BEGIN Data records

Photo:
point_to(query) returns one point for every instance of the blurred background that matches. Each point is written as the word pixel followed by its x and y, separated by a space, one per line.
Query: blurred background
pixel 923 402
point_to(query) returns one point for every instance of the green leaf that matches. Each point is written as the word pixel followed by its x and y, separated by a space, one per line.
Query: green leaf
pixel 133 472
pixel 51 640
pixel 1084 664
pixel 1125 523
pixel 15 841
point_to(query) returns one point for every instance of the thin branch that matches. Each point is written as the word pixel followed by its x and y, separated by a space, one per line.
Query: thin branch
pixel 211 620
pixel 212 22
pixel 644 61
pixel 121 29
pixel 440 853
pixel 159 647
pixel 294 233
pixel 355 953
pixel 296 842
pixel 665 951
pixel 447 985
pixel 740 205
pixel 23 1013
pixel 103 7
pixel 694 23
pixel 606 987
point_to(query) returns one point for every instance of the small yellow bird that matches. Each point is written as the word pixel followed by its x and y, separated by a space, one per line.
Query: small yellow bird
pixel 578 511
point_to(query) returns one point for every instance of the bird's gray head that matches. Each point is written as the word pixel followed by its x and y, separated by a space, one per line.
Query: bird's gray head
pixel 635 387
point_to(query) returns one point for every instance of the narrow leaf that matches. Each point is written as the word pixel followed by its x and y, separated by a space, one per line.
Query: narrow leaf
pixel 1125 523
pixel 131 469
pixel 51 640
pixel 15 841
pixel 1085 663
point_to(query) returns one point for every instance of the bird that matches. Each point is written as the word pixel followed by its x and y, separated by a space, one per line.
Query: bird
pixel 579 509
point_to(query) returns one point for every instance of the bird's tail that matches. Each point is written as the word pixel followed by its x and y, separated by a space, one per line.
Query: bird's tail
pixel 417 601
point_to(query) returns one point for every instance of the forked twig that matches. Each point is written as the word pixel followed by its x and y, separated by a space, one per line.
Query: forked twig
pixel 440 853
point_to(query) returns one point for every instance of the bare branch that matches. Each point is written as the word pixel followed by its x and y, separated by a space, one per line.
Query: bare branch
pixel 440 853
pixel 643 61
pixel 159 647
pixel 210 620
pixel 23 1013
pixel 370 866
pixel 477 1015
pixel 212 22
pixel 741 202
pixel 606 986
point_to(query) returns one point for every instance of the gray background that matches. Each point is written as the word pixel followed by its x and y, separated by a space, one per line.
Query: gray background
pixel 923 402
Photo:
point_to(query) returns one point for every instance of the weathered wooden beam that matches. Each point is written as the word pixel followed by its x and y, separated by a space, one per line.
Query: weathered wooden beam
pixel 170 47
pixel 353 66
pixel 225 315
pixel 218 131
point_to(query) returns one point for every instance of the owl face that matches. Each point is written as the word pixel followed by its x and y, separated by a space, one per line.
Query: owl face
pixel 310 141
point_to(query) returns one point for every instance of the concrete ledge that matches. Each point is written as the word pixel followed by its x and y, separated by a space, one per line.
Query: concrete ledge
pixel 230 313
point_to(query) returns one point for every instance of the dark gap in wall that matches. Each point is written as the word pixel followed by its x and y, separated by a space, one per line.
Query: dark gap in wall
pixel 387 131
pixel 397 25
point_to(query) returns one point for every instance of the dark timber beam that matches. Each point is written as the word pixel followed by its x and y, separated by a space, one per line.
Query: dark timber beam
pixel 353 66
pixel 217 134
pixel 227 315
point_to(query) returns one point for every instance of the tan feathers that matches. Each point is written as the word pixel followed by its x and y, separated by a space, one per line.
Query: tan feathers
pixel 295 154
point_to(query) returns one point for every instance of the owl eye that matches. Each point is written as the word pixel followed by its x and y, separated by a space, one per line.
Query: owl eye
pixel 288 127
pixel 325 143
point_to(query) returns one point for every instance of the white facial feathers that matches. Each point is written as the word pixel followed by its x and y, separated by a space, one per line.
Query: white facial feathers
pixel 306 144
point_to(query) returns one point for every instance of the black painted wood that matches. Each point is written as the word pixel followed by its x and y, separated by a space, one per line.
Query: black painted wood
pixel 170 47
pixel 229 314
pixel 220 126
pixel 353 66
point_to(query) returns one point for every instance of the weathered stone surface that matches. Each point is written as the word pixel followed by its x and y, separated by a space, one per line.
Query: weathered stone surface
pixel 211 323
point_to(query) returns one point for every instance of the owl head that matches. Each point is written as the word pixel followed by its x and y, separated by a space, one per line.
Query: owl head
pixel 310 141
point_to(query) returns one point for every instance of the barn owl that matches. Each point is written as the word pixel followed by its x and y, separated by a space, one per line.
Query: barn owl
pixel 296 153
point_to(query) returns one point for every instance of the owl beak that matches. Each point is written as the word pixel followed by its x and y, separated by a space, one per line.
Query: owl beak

END Data records

_Task item_
Could you repeat every record above exactly as it stands?

_Answer section_
Photo:
point_to(query) returns one point for every instance of the blurred background that matches. Each point is written as the word pixel followed by its x and y, separated by a space, one per line.
Query: blurred background
pixel 923 402
point_to(query) returns one point for every instance of the green leaf that matches. Each point is written as the word pixel followed by its x and y, separated by a space, one per line.
Query: green leaf
pixel 133 472
pixel 51 640
pixel 1084 664
pixel 1125 523
pixel 15 841
point_to(query) returns one point for every instance of the thin branch that matches. Each point is written as the word pixel followed by its x and y, separated by a space, one per line.
Query: thin branch
pixel 211 620
pixel 212 22
pixel 644 61
pixel 121 29
pixel 440 853
pixel 159 647
pixel 294 233
pixel 355 953
pixel 296 842
pixel 665 951
pixel 447 985
pixel 740 205
pixel 23 1013
pixel 103 7
pixel 694 23
pixel 606 987
point_to(query) returns one point for every instance of the small yellow bird that matches. Each point is written as the word pixel followed by its x and y, separated by a space, one per line.
Query: small yellow bird
pixel 578 511
point_to(query) returns one point for every instance of the bird's gray head that matches. Each point is written as the word pixel followed by its x and y, separated by a space, one per line.
Query: bird's gray head
pixel 635 387
point_to(query) returns one point for every instance of the narrow leaf that matches. Each point is written as the word pixel followed by its x and y, separated by a space, one per line.
Query: narrow leaf
pixel 1125 523
pixel 131 469
pixel 51 640
pixel 15 841
pixel 1085 663
point_to(query) returns one point for every instance of the bird that matches. Each point is written as the word pixel followed by its x and y, separated by a space, one per line.
Query: bird
pixel 579 509
point_to(query) returns one point for every instance of the bird's tail that matches. Each point is written as the word pixel followed by its x and y, separated by a space, one per line.
Query: bird's tail
pixel 417 601
point_to(query) returns one point for every instance of the forked twig that matches. Each point is written as the word pixel followed by its x and y, separated by a space, one per line.
Query: forked twig
pixel 440 853
point_to(query) returns one point for every instance of the bare branch that matches. Each point is written as the word pixel followed by its x and y, separated by a space, one per line.
Query: bare branch
pixel 440 853
pixel 643 61
pixel 159 647
pixel 210 620
pixel 23 1013
pixel 370 866
pixel 477 1015
pixel 212 22
pixel 741 202
pixel 606 986
point_to(query) returns one point for every instance of the gray background that matches. Each point is written as the word pixel followed by its x and y, separated by a space, one per line.
Query: gray background
pixel 923 402
Photo:
point_to(query) returns one point for every instance of the weathered wooden beam that matches. Each point is written as the word pixel followed by its x and y, separated by a space, one per line.
Query: weathered wooden beam
pixel 170 47
pixel 353 66
pixel 225 315
pixel 218 131
point_to(query) returns one point for every instance of the owl face that matches. Each point is written as the word pixel followed by its x and y, separated by a space, one per line.
Query: owl face
pixel 310 141
point_to(query) returns one point for every instance of the concrete ledge that matches. Each point is written as the word pixel followed by its x and y, separated by a space, one per line.
Query: concrete ledge
pixel 230 313
point_to(query) returns one point for every instance of the dark gap in wall that matches. Each point is written as the word pixel followed by its x and y, separated by a space, one per line.
Query: dark gap in wall
pixel 387 131
pixel 397 25
point_to(query) returns one point for every instance of the dark timber beam that matches. Each point is written as the word pixel followed by its x and y, separated by a space, one per line.
Query: dark timber beam
pixel 353 66
pixel 217 134
pixel 227 315
point_to(query) returns one point for every instance of the tan feathers that matches. Each point is written as the word pixel followed by its x and y, separated by a space, one per line.
Query: tan feathers
pixel 295 154
point_to(query) returns one point for every instance of the owl eye that matches. Each point is written as the word pixel followed by its x and y, separated by a space, one per line.
Query: owl eye
pixel 288 127
pixel 325 143
point_to(query) returns one point for every instance of the white facial feathers that matches. Each point is written as the word pixel followed by its x and y, separated by a space, one per line.
Query: white facial feathers
pixel 306 144
point_to(query) returns one point for every instance of the black painted wood that matches. Each point is written as the word pixel followed by its x and y, separated by a space, one per line.
Query: black painted wood
pixel 170 47
pixel 229 314
pixel 220 126
pixel 353 66
point_to(query) returns one point for every instance of the weathered stone surface that matches. Each point is written as the word pixel followed by its x and y, separated by a space, one per line.
Query: weathered stone surface
pixel 211 323
point_to(query) returns one point for every instance of the owl head that matches. Each point is written as the word pixel followed by its x and y, separated by a space, one per line.
Query: owl head
pixel 310 141
point_to(query) returns one point for every instance of the barn owl that matches. Each point is written as the word pixel followed by its x and y, separated by a space, one per line.
Query: barn owl
pixel 296 153
point_to(query) returns one point for every instance of the owl beak that matches. Each point is written as the word pixel followed by its x and y, separated by a space, one per line.
Query: owl beak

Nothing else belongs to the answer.